→ **DATA SUPPLIED**
— begin —

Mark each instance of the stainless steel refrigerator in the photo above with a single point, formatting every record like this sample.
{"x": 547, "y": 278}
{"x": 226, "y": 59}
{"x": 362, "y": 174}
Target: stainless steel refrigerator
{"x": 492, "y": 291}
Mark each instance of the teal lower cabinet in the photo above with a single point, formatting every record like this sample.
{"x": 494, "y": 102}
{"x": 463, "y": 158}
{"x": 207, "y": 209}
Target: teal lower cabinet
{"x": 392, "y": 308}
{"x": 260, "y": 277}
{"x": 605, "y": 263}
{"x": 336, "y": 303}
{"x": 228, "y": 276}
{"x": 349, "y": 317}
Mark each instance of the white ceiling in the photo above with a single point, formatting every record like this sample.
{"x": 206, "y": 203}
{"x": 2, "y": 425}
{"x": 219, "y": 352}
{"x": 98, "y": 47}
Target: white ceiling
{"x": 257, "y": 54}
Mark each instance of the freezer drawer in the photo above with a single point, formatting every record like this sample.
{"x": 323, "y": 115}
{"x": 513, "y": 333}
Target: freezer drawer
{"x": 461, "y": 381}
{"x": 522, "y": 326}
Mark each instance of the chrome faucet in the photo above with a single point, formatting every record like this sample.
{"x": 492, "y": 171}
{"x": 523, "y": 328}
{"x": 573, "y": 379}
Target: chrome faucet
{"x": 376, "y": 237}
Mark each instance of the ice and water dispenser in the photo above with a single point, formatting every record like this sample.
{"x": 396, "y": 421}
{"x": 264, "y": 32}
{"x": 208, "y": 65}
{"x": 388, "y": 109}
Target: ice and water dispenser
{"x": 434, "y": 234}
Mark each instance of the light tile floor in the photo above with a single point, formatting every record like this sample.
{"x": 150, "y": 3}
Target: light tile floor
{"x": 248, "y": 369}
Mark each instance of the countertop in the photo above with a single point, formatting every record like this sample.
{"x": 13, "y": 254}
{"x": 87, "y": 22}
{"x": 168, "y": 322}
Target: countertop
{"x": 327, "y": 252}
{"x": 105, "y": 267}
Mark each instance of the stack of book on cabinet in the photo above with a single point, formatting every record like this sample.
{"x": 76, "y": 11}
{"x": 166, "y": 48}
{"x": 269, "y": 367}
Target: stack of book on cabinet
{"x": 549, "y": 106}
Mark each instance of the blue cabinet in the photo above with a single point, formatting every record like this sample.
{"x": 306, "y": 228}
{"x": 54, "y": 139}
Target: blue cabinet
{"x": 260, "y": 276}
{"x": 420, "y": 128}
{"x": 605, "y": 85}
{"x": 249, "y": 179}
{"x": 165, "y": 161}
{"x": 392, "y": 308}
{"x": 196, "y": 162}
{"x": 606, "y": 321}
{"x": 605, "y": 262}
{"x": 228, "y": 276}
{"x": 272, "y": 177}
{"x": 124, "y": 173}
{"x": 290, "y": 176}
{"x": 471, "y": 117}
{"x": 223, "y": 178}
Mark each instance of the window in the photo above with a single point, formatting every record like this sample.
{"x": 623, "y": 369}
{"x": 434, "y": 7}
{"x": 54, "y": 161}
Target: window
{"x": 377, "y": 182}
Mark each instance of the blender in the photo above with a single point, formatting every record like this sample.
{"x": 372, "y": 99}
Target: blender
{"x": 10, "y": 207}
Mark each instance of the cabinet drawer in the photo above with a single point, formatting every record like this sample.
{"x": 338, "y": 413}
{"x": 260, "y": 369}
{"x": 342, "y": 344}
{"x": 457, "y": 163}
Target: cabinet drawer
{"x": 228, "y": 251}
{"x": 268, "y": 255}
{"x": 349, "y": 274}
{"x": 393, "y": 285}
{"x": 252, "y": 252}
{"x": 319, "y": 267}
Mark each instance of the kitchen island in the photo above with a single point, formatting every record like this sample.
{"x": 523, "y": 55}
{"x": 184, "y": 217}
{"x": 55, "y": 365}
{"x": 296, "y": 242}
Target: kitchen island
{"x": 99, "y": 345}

— end —

→ **OBJECTIVE**
Please convert the listing above into a JSON list of strings, with one string for each line and no entries for blank lines.

→ **SOLUTION FOR THIS EXERCISE**
[
  "Mark each instance of the stainless steel refrigerator in the photo above with a single point, formatting every record like this sample.",
  "{\"x\": 547, \"y\": 278}",
  "{\"x\": 226, \"y\": 59}",
  "{\"x\": 362, \"y\": 174}",
  "Target: stainless steel refrigerator",
  "{\"x\": 492, \"y\": 291}",
  "Mark each instance of the teal lower cabinet in the photo above with a single point, formatting every record like this sample.",
  "{\"x\": 494, \"y\": 102}",
  "{\"x\": 463, \"y\": 158}",
  "{\"x\": 207, \"y\": 209}",
  "Target: teal lower cabinet",
  "{\"x\": 392, \"y\": 308}",
  "{\"x\": 260, \"y\": 277}",
  "{\"x\": 605, \"y\": 263}",
  "{\"x\": 336, \"y\": 303}",
  "{\"x\": 228, \"y\": 276}",
  "{\"x\": 349, \"y\": 317}",
  "Mark each instance of the white ceiling in the photo above with a single point, formatting every record like this sample.",
  "{\"x\": 206, \"y\": 203}",
  "{\"x\": 2, \"y\": 425}",
  "{\"x\": 219, \"y\": 352}",
  "{\"x\": 98, \"y\": 47}",
  "Target: white ceiling",
  "{\"x\": 257, \"y\": 54}",
  "Mark each instance of the freezer drawer in the photo above with a single point, formatting every record like this sample.",
  "{\"x\": 323, \"y\": 115}",
  "{\"x\": 513, \"y\": 333}",
  "Target: freezer drawer",
  "{\"x\": 461, \"y\": 381}",
  "{\"x\": 522, \"y\": 326}",
  "Mark each instance of the chrome faucet in the photo above with a single point, formatting every record like this sample.",
  "{\"x\": 492, \"y\": 171}",
  "{\"x\": 523, \"y\": 328}",
  "{\"x\": 573, \"y\": 379}",
  "Target: chrome faucet",
  "{\"x\": 376, \"y\": 237}",
  "Mark each instance of the ice and water dispenser in the photo above with a single point, formatting every record like this sample.",
  "{\"x\": 396, \"y\": 421}",
  "{\"x\": 264, \"y\": 32}",
  "{\"x\": 208, \"y\": 65}",
  "{\"x\": 388, \"y\": 109}",
  "Target: ice and water dispenser",
  "{\"x\": 434, \"y\": 234}",
  "Mark each instance of the light tile floor in the photo above with a single point, formatting every record like this sample.",
  "{\"x\": 150, \"y\": 3}",
  "Target: light tile floor",
  "{\"x\": 248, \"y\": 369}",
  "Mark each instance of the countertop in the photo above with a single point, formatting every record like this sample.",
  "{\"x\": 13, \"y\": 254}",
  "{\"x\": 87, \"y\": 22}",
  "{\"x\": 168, \"y\": 322}",
  "Target: countertop",
  "{\"x\": 327, \"y\": 252}",
  "{\"x\": 105, \"y\": 267}",
  "Mark each instance of the stack of book on cabinet in the photo above with a single point, formatting every record like this sample.",
  "{\"x\": 76, \"y\": 11}",
  "{\"x\": 166, \"y\": 48}",
  "{\"x\": 269, \"y\": 367}",
  "Target: stack of book on cabinet",
  "{\"x\": 549, \"y\": 106}",
  "Mark each instance of the blue cabinet in the photo above with a single point, formatting every record like this sample.",
  "{\"x\": 306, \"y\": 228}",
  "{\"x\": 54, \"y\": 139}",
  "Target: blue cabinet",
  "{\"x\": 260, \"y\": 276}",
  "{\"x\": 420, \"y\": 128}",
  "{\"x\": 605, \"y\": 85}",
  "{\"x\": 249, \"y\": 179}",
  "{\"x\": 165, \"y\": 161}",
  "{\"x\": 392, \"y\": 308}",
  "{\"x\": 196, \"y\": 162}",
  "{\"x\": 606, \"y\": 321}",
  "{\"x\": 605, \"y\": 262}",
  "{\"x\": 228, \"y\": 276}",
  "{\"x\": 272, \"y\": 177}",
  "{\"x\": 124, \"y\": 173}",
  "{\"x\": 290, \"y\": 176}",
  "{\"x\": 471, \"y\": 117}",
  "{\"x\": 223, \"y\": 178}",
  "Mark each instance of the window in the photo above with a single point, formatting every record like this sample.",
  "{\"x\": 623, \"y\": 369}",
  "{\"x\": 434, \"y\": 7}",
  "{\"x\": 54, \"y\": 161}",
  "Target: window",
  "{\"x\": 377, \"y\": 182}",
  "Mark each instance of the blender in the photo above with a single point, formatting every record like this sample.",
  "{\"x\": 372, \"y\": 99}",
  "Target: blender",
  "{\"x\": 10, \"y\": 207}",
  "Mark each instance of the cabinet drawer in the photo above with a single point, formatting every record like this sample.",
  "{\"x\": 338, \"y\": 413}",
  "{\"x\": 260, \"y\": 369}",
  "{\"x\": 342, \"y\": 344}",
  "{\"x\": 457, \"y\": 163}",
  "Target: cabinet drawer",
  "{\"x\": 228, \"y\": 251}",
  "{\"x\": 268, \"y\": 255}",
  "{\"x\": 349, \"y\": 274}",
  "{\"x\": 393, \"y\": 285}",
  "{\"x\": 252, \"y\": 252}",
  "{\"x\": 319, \"y\": 267}",
  "Mark each instance of the kitchen island in the photo above with a single point, formatting every record like this sample.",
  "{\"x\": 523, \"y\": 55}",
  "{\"x\": 184, \"y\": 217}",
  "{\"x\": 55, \"y\": 365}",
  "{\"x\": 296, \"y\": 242}",
  "Target: kitchen island",
  "{\"x\": 99, \"y\": 345}"
]